Domingo 26 de abril de 1992

 

Queridísimos hermanos y hermanas:

1. «La paz con vosotros» (Jn 20, 19). Con este saludo Cristo resucitado se dirige a sus discípulos que todavía estaban asustados por los tristes acontecimientos de la crucifixión y muerte de su Maestro. Hemos escuchado nuevamente hace un momento esas palabras confortadoras de Jesús en el curso de la liturgia eucarística durante la cual la Iglesia se ha enriquecido con siete nuevos obispos.

El Señor resucitado repite a estos sucesores de los Apóstoles: «Como el Padre me envió, también yo os envío» (Jn 20, 21). Su misión es anuncio de la misericordia divina, gozoso testimonio de su amor que transforma y redime.

Que el Espíritu Santo guíe y sostenga su acción apostólica, conservándolos siempre fieles al don extraordinario que hoy han recibido.

Al mismo tiempo que saludo una vez más a los nuevos prelados con afecto, dirijo también una palabra especial a sus familiares, a sus amigos y a cuantos en este día de fiesta, han querido estar junto a ellos. Quisiera saludar de modo muy especial a quienes, para esta ocasión, han venido desde los países y las diócesis de procedencia de los nuevos obispos, o desde los lugares adonde irán para desempeñar el ministerio eclesial que se les ha confiado.

### Requisito A
Reproduce de forma literal el tramo del artículo que va desde «El Señor resucitado» hasta «les ha confiado.».
El artículo y el listado proceden de fuentes distintas.

### Información proporcionada

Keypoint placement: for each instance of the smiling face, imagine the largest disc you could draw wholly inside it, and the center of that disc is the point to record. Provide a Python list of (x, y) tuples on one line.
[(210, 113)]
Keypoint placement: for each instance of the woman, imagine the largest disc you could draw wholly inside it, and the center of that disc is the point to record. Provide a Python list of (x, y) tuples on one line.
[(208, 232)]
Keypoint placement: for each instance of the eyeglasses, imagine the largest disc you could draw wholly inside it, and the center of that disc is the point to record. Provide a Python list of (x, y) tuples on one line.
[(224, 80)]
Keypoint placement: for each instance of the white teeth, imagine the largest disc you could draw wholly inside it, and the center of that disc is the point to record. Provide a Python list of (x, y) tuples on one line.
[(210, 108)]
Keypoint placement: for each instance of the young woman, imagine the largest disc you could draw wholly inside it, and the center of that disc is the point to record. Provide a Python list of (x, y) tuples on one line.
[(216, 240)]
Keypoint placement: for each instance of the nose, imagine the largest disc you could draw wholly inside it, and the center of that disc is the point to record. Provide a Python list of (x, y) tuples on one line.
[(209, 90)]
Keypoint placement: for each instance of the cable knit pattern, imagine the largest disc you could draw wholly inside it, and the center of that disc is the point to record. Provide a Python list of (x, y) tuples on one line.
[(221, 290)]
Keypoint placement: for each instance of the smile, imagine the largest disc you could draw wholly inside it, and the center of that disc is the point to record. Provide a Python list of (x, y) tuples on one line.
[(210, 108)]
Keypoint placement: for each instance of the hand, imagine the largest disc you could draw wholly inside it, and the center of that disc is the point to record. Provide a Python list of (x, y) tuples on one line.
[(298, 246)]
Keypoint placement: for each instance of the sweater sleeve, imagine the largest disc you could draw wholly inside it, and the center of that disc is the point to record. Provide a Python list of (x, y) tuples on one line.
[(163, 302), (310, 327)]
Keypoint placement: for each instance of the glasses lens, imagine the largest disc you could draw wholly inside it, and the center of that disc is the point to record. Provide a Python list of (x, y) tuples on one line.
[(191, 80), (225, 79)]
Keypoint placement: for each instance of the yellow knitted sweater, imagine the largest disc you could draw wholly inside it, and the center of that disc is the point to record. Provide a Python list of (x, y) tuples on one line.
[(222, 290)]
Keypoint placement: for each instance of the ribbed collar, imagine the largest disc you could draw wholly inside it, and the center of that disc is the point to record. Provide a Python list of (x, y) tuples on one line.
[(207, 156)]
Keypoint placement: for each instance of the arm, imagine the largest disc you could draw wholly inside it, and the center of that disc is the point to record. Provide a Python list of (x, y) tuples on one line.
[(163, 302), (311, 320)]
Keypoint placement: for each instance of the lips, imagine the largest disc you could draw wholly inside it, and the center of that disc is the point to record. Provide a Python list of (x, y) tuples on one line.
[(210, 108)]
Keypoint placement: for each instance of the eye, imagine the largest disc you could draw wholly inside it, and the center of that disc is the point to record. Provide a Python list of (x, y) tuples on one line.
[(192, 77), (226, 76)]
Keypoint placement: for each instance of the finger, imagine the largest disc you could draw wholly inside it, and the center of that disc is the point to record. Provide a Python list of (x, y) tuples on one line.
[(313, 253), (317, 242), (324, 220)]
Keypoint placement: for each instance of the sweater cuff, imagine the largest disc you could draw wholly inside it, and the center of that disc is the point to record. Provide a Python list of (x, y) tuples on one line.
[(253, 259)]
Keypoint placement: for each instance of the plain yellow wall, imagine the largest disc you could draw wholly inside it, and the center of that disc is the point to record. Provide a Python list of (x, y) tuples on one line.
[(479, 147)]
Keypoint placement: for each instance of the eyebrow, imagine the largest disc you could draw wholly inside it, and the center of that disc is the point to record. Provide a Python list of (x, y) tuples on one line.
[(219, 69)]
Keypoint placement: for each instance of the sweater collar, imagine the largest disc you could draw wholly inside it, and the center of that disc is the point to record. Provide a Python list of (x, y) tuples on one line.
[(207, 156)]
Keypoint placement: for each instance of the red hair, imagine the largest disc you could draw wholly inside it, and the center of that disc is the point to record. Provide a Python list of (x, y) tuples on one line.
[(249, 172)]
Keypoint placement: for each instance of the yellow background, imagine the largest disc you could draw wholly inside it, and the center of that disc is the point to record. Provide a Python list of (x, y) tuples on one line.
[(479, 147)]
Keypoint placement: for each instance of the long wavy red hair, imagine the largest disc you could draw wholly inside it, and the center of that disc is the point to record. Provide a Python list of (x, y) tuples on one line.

### Requisito B
Presenta como lista JSON de cadenas el tramo del listado desde la línea que contiene «sweater collar, imagine» hasta la que contiene «[(249, 172)]», ambas incluidas. Cada línea debe ser una cadena y hay que omitir las líneas en blanco.

### Resultado final A
El Señor resucitado repite a estos sucesores de los Apóstoles: «Como el Padre me envió, también yo os envío» (Jn 20, 21). Su misión es anuncio de la misericordia divina, gozoso testimonio de su amor que transforma y redime.

Que el Espíritu Santo guíe y sostenga su acción apostólica, conservándolos siempre fieles al don extraordinario que hoy han recibido.

Al mismo tiempo que saludo una vez más a los nuevos prelados con afecto, dirijo también una palabra especial a sus familiares, a sus amigos y a cuantos en este día de fiesta, han querido estar junto a ellos. Quisiera saludar de modo muy especial a quienes, para esta ocasión, han venido desde los países y las diócesis de procedencia de los nuevos obispos, o desde los lugares adonde irán para desempeñar el ministerio eclesial que se les ha confiado.

### Resultado final B
[
  "Keypoint placement: for each instance of the sweater collar, imagine the largest disc you could draw wholly inside it, and the center of that disc is the point to record. Provide a Python list of (x, y) tuples on one line.",
  "[(207, 156)]",
  "Keypoint placement: for each instance of the red hair, imagine the largest disc you could draw wholly inside it, and the center of that disc is the point to record. Provide a Python list of (x, y) tuples on one line.",
  "[(249, 172)]"
]